=== Data for analysis ===

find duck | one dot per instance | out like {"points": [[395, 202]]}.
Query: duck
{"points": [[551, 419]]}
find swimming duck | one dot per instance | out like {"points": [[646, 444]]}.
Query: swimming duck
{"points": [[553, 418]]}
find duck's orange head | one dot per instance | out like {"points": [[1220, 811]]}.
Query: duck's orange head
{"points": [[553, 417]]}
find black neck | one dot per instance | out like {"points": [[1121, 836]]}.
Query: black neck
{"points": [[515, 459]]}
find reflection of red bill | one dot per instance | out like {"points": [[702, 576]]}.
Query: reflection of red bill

===

(Work item) Take the word "bill" and find each line of the material that contains it. Copy those lines.

(Expected answer)
find reflection of red bill | one dot per instance | out like {"points": [[702, 576]]}.
Query: reflection of red bill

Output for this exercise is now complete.